Entrou no batalhão, estava estranhamente deserto. Nenhum soldado nos portões, nenhum oficial para se apresentar. Imaginou que estavam todos em reunião em algum lugar. Olhava as paredes dos prédios com sua pintura já descascando. Tudo parecia mais velho, como se há anos não entrasse lá. As árvores estavam enormes e alguns galhos subiam as paredes da 1ª CIA. Olhou ao redor e assustou-se ao perceber que sua farda não estava completa. Usava uma camiseta colorida em vez da tradicional camuflada, seus coturnos estavam sem brilho e rasgados e sua barba estava por fazer. Correu então em direção ao alojamento da sua 2ª CIA antes de ser visto por qualquer oficial e receber a punição devida por tal infração. Corria com um esforço tremendo. O batalhão nunca lhe parecera tão extenso. Sentia como se movesse em slow motion. Chegando próximo de seu destino, já podia ouvir gritos de seus colegas. Temendo mais a punição do que qulaquer perigo no interior do prédio, abriu a porta e deparou-se com 09 enfurecido, totalmente transformado. Seus olhos pareciam saltar da órbita, vermelhos e com os vasos quase cobrindo a íris. Ele segurava sua nove milímetros e falava em números. Sua voz carregava um tom bizarro, lembrava um cronista de rádio, ou televisão. A cada número que olhava em seu caderninho, chamava e um soldado apresentava-se para ser alvejado com tiros sem misericórdia. A sala ia se pintando de sangue. 09 chamou o segundo, o terceiro, até chegar ao sexto soldado de número 18, que ele gritava com um tom de alegria e satisfação. Ao final da chacina, 05 estranhamente ouviu aplausos e finalmente deu-se conta de estar sonhando.

Acordou em sua sala, com o corpo quente e tranquilizado ao livrar-se de tal pesadelo, mas estranhamente continuava ouvindo a bizarra voz do 09 de seu sonho, que só agora identificava no apresentador da televisão. Esfregou os olhos e ainda conseguiu ver o fim de um sorteio. Viu seis números. E o último, fora sua contribuição.

Uma bela moça diz que o sorteado morava no estado mais ao sul do país e levava mais de quarenta milhões em dinheiro.

05 nunca mais viu 09.

9 comentários:

Leonardo Furtado disse...

no problem...
********************
PROBLEMA BREVE —
Continue o texto sobre o pesadelo de 05 no batalhão a partir do ponto em que ele termina.
********************
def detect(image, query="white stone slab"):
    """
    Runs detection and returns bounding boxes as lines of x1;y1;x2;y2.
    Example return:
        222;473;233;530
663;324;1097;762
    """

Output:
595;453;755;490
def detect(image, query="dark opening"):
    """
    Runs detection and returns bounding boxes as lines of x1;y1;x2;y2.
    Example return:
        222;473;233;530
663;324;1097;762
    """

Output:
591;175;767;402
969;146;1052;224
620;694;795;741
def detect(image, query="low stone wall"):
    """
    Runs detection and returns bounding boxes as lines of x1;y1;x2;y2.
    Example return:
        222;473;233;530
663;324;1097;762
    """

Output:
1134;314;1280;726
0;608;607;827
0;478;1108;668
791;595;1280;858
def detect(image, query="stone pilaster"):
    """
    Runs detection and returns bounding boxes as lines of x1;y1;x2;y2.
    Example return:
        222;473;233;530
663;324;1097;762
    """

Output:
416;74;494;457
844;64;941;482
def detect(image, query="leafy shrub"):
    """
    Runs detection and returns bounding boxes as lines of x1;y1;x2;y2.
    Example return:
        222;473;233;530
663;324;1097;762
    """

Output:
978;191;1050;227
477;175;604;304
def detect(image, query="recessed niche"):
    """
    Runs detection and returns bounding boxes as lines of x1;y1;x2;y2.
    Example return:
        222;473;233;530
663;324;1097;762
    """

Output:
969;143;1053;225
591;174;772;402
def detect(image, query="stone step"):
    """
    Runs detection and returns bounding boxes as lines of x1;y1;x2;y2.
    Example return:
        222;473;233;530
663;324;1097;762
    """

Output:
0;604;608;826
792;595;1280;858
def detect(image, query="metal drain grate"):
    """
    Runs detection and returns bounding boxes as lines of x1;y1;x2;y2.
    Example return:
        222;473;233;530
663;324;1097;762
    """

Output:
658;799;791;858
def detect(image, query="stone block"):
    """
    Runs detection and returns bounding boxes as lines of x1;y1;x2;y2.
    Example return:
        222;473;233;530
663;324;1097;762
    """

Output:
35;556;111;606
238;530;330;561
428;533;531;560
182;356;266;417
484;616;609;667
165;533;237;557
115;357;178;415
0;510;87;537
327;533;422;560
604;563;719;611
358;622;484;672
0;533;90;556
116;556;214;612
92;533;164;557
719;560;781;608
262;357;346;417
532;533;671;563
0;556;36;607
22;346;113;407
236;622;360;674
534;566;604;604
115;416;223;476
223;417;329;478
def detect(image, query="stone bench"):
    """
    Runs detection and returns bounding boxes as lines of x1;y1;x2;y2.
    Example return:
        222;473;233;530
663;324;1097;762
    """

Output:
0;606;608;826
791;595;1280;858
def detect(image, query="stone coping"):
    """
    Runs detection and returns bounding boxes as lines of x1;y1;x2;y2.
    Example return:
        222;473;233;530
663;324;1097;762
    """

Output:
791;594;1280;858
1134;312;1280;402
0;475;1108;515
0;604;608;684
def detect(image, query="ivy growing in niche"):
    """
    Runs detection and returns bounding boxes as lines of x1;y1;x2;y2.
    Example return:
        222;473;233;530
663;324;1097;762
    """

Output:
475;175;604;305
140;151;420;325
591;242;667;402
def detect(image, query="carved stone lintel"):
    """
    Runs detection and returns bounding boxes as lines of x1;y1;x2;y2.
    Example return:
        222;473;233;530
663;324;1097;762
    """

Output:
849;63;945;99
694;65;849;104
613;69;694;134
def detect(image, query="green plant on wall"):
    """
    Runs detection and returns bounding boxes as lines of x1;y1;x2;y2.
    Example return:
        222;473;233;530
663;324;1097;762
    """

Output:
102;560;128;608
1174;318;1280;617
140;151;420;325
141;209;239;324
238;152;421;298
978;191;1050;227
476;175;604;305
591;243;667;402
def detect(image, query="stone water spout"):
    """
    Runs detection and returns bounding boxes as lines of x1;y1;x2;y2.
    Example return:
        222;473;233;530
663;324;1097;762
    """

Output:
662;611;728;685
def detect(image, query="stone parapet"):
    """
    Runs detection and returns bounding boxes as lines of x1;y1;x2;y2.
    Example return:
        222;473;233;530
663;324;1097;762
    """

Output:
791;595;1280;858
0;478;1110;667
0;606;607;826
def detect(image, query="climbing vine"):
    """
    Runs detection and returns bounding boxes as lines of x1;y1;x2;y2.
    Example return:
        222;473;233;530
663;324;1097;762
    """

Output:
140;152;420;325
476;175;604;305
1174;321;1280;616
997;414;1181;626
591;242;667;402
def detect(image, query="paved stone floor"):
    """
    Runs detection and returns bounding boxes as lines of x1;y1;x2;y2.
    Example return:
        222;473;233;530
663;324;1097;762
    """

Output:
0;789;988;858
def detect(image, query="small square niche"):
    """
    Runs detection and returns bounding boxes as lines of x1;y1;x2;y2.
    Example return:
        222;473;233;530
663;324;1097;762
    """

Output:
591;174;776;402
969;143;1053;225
********************
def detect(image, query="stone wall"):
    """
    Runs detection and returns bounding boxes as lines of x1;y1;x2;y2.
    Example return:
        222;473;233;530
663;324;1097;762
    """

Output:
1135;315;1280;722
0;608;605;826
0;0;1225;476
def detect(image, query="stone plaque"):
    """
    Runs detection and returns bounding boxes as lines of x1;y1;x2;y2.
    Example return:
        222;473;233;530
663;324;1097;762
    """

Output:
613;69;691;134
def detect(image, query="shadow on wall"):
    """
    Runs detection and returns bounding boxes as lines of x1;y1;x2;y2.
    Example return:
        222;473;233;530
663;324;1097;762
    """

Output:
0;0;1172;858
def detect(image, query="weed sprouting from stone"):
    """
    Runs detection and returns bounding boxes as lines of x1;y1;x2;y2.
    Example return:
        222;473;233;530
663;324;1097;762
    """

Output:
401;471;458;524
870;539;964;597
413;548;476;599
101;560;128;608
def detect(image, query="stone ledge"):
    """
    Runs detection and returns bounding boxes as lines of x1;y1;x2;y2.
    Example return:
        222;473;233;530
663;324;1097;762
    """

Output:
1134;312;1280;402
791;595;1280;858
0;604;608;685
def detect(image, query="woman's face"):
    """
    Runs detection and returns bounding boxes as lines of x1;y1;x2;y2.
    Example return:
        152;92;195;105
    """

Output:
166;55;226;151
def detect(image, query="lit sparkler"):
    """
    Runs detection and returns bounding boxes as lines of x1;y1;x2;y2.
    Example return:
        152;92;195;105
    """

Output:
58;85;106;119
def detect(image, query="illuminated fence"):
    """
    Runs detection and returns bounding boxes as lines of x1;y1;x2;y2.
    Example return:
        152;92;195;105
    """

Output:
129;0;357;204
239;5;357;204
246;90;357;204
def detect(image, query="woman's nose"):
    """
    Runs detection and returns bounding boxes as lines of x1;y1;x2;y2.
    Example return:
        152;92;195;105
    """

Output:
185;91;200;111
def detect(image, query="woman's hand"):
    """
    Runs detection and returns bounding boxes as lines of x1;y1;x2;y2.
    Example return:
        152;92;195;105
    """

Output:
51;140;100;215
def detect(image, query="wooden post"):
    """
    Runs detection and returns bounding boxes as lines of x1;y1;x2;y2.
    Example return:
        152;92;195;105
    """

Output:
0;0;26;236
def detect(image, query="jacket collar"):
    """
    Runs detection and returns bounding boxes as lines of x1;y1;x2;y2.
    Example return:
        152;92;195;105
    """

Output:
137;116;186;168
********************
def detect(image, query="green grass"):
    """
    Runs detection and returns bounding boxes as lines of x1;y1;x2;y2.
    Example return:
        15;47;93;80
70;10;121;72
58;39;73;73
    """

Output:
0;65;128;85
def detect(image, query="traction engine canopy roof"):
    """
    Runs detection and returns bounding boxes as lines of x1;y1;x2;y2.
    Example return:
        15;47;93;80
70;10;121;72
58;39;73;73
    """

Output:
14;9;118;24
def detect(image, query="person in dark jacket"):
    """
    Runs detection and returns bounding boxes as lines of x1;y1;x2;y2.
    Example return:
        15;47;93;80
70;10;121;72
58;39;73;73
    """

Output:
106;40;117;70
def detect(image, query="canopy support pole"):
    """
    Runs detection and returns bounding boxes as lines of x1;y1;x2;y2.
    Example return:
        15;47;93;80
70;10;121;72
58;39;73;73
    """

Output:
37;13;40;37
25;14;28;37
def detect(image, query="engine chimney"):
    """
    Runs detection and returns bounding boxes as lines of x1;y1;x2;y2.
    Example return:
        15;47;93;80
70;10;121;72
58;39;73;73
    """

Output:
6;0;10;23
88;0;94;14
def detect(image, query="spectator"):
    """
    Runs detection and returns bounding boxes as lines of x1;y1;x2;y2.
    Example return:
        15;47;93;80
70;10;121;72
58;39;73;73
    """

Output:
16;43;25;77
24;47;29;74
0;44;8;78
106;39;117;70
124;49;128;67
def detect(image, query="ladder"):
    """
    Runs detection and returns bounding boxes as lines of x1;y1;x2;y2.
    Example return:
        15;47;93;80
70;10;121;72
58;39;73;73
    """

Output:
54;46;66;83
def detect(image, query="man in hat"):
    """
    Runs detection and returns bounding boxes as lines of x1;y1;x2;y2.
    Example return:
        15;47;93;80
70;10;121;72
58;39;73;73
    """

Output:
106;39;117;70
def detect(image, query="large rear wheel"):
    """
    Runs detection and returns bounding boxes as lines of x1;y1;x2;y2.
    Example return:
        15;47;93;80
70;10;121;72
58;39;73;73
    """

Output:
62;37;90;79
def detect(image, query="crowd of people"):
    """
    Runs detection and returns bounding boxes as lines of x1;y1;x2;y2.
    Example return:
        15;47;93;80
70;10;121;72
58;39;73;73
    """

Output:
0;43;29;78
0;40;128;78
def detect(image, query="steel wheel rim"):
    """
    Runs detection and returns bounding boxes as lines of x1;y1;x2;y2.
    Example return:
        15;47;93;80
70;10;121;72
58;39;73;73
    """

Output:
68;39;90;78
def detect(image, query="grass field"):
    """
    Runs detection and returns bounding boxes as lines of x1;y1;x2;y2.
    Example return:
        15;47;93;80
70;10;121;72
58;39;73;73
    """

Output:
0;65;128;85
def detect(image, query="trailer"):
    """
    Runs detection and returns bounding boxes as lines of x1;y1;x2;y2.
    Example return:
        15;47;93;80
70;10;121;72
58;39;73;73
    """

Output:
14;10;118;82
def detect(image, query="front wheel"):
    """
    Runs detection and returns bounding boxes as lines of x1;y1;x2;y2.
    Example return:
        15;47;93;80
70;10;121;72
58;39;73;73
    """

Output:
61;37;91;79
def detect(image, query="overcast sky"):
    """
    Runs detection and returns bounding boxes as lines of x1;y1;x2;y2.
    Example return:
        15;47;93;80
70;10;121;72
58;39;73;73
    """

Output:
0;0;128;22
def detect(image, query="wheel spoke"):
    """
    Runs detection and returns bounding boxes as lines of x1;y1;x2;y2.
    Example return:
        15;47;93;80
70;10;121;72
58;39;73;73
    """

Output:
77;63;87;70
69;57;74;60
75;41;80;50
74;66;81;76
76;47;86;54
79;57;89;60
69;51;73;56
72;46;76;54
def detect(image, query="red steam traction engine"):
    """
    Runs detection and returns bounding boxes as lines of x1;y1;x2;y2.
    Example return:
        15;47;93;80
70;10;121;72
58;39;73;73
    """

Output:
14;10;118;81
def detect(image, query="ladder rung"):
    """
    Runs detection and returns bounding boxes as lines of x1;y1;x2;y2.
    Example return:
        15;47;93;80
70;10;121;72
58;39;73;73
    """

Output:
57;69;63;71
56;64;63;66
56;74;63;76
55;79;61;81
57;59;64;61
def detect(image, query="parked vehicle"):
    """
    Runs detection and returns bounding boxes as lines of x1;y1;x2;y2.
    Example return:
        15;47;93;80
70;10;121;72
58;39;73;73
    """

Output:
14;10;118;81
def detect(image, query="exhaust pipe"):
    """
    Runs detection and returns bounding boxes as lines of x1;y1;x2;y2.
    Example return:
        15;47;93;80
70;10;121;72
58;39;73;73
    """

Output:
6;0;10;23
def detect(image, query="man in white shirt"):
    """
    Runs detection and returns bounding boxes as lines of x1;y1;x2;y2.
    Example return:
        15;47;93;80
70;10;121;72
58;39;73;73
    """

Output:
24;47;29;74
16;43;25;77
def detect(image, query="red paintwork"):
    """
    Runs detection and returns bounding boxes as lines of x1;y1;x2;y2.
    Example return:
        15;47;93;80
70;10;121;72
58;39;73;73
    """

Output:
********************
RESPOSTA AO EXERCÍCIO —
depois eu comento sobre o teu texto quilométrico

Anônimo disse...

ha! adorei o conto. acho que podes chamá-lo assim. fiquei imaginando como foi exatamente teu sonho... eras o 09? eras o 05? hehehehe
lembrei do teu tcc também. :) muito bom, amigo-urso.

Leonardo Furtado disse...

ótimo texto, prende a atenção do leitor

samanta disse...

tb achei legal, o suspense é bem feito, não dá pra parar de ler. só um 'probleminha'; pras pessoas sem memória e confusas (eu! eu!) é difícil não confundir... eu sempre esquecia quem era o 5 ou o 9... =]

Anônimo disse...

Muito bom o teu conto... bem construído, transparente e, sobretudo, a descrição dos detalhes!

Anônimo disse...

Mas una cosita... a certa altura do conto, me fez lembrar de "Nascido para matar " do Kubrick... hehe... jóia... abraços

pablodelarocha disse...

Sam: a idéia é essa...
Diego: a idéia é essa...
uehuehuehuhe
queria fazer um troço meio confuso mesmo, meu sonho foi da mesma maneira... em algumas horas eu era o cara q escrevia na parede, em outras eu era o q trocava os números...
esquizofrenia total

Ana Margarites disse...

ahn, aqui tô eu comentando 10 anos depois.
cara, curti muito esse conto.
esse final me suprpreendeu mesmo!
acho que tu tens talento para a coisa, e eu gostaria muito de ler outros contos desse tipo :)
um beijão

pablodelarocha disse...

valeu todo o pessoal q comentou, criticou ou elogiou!!
fico feliz q tenham lido tudo!!

qualquer hora escrevo outro conto e coloco por aqui...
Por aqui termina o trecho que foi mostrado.